Coordinate annotation entries
-*-*-
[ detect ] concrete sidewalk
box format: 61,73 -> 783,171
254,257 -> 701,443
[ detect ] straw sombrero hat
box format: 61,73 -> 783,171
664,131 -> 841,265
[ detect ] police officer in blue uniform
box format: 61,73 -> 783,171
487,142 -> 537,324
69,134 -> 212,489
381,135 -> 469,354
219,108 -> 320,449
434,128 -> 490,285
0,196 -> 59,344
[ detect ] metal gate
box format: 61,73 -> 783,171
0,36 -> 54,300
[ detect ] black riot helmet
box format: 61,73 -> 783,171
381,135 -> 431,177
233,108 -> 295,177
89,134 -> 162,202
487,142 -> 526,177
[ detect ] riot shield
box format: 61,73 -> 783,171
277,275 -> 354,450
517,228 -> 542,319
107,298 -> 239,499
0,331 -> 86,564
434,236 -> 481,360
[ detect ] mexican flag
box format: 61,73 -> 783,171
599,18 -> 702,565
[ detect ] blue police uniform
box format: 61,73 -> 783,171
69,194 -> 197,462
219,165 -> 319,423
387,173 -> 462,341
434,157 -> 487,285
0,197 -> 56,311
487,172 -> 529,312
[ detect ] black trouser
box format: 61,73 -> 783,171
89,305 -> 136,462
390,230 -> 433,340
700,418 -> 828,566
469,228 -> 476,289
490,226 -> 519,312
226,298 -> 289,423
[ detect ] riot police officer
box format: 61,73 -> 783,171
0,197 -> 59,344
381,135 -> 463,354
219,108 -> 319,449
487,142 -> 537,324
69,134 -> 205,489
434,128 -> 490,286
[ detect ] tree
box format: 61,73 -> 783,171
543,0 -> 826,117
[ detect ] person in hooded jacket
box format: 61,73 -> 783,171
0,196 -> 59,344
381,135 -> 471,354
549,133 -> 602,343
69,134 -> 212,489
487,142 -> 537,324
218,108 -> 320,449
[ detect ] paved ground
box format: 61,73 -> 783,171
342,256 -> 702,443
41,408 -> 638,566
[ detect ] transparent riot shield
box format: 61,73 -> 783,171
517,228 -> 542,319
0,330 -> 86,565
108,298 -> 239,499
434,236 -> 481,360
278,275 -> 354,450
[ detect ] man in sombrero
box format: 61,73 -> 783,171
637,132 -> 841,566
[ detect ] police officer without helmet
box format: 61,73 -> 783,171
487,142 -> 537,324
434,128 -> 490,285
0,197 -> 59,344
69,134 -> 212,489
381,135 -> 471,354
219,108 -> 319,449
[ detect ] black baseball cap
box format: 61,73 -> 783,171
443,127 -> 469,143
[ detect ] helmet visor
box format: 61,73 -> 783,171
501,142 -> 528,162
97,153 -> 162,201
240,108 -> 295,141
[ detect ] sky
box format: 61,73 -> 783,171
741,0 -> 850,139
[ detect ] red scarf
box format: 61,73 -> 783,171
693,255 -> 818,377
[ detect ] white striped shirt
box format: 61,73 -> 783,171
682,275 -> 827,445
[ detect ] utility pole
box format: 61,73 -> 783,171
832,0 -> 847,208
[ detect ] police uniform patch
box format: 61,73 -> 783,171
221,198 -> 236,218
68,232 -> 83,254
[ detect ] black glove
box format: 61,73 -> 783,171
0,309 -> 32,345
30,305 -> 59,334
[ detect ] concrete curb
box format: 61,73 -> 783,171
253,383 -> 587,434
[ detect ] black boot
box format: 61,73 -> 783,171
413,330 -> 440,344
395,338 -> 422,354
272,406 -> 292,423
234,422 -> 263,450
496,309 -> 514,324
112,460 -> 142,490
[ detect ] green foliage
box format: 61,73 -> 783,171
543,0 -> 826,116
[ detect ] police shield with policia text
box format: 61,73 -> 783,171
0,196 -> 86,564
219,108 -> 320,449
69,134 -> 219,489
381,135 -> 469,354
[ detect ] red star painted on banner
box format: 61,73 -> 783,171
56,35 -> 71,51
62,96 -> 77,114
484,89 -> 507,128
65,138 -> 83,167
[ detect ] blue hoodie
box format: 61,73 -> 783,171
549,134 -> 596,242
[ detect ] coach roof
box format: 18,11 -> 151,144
-*-*-
TASK BRIEF: Please return all of the lines above, from first to last, with no changes.

TASK RESULT:
[ detect ] concrete sidewalk
box format: 61,73 -> 783,171
254,257 -> 701,443
[ detect ] straw sombrero hat
box format: 61,73 -> 783,171
664,131 -> 841,265
[ detect ] police officer in blue uniform
box format: 61,73 -> 783,171
487,142 -> 537,324
69,134 -> 212,489
381,135 -> 469,354
219,108 -> 320,449
434,128 -> 490,285
0,196 -> 59,344
[ detect ] metal gate
box format: 61,73 -> 783,171
0,36 -> 54,300
[ detect ] black riot helmet
box format: 61,73 -> 783,171
381,135 -> 431,177
233,108 -> 295,177
89,134 -> 162,202
487,142 -> 526,177
[ detect ] riot shield
box format: 61,73 -> 783,171
277,275 -> 354,450
517,228 -> 542,319
107,298 -> 239,499
0,331 -> 86,564
434,236 -> 481,360
[ detect ] mexican flag
box format: 61,73 -> 783,171
599,18 -> 702,565
[ detect ] blue police uniform
box format: 61,73 -> 783,171
69,194 -> 197,462
219,165 -> 319,423
387,173 -> 462,341
434,157 -> 487,285
0,197 -> 56,311
487,172 -> 529,312
[ detect ] black trouser
box format: 61,73 -> 783,171
89,305 -> 136,462
390,230 -> 433,340
700,418 -> 828,566
469,228 -> 476,289
490,226 -> 519,312
226,298 -> 289,423
[ detect ] riot police officer
box format: 61,73 -> 783,171
0,197 -> 59,344
381,135 -> 463,354
219,108 -> 319,449
487,142 -> 537,324
69,134 -> 205,489
434,128 -> 490,286
[ detect ] tree
box format: 61,73 -> 783,171
543,0 -> 826,117
[ detect ] person in hooded jacket
box format: 61,73 -> 783,171
0,196 -> 59,344
381,135 -> 471,354
549,133 -> 602,343
69,134 -> 212,489
487,142 -> 537,324
218,108 -> 320,449
[ detect ] paved ground
box format: 61,73 -> 783,171
342,256 -> 702,443
41,408 -> 638,566
[ detect ] transparent riot shield
box format: 61,73 -> 783,171
517,228 -> 542,319
0,330 -> 86,565
108,298 -> 239,499
434,236 -> 481,360
278,275 -> 354,450
[ detect ] man in sombrero
box format: 61,73 -> 783,171
637,132 -> 841,566
[ detect ] police officer without helmet
box format: 61,73 -> 783,171
487,142 -> 537,324
434,128 -> 490,285
0,197 -> 59,344
69,134 -> 212,489
381,135 -> 471,354
219,108 -> 319,449
[ detect ] black baseball cap
box format: 61,73 -> 783,171
443,127 -> 469,143
[ detect ] helmet visor
box format: 61,73 -> 783,171
501,142 -> 528,162
97,153 -> 162,201
240,108 -> 295,141
[ detect ] sky
box format: 61,73 -> 783,171
741,0 -> 850,139
[ detect ] red scarf
box format: 61,73 -> 783,171
693,255 -> 818,377
[ detect ] white striped shirt
box format: 61,73 -> 783,171
682,275 -> 827,445
[ detect ] utility pole
box format: 61,73 -> 783,171
832,0 -> 847,208
[ detect ] police uniform patch
box format: 61,73 -> 783,171
221,198 -> 236,218
68,232 -> 83,254
[ detect ] black glove
box format: 61,73 -> 783,171
0,309 -> 32,345
30,305 -> 59,334
[ detect ] concrete curb
box format: 61,73 -> 783,171
253,383 -> 587,434
[ detect ] black boot
box format: 61,73 -> 783,171
413,330 -> 440,344
395,338 -> 422,354
272,406 -> 292,423
234,422 -> 263,450
496,309 -> 514,324
112,460 -> 142,490
[ detect ] green foliage
box format: 61,73 -> 783,171
543,0 -> 826,116
[ detect ] police shield with policia text
box format: 61,73 -> 783,171
0,196 -> 86,564
219,108 -> 320,449
69,134 -> 219,489
381,135 -> 469,354
[ detect ] red star painted on banner
box format: 61,73 -> 783,171
56,35 -> 71,51
62,96 -> 77,114
484,89 -> 507,128
65,138 -> 83,167
[ detect ] blue hoodie
box format: 61,73 -> 783,171
549,134 -> 596,242
[ detect ] coach roof
box format: 18,11 -> 151,144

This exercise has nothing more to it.